Update the material below by replacing each "instance" with "occurrence". Leave everything else unchanged.

------------------------

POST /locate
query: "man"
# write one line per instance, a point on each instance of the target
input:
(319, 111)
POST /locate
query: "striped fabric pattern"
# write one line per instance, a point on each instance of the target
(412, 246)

------------------------

== EXERCISE RESPONSE ==
POST /locate
query: "man"
# write one line per occurrence, a point on each occurrence of the target
input:
(319, 111)
POST /locate
query: "striped fabric pattern"
# write one line per occurrence, a point on each occurrence of the target
(412, 246)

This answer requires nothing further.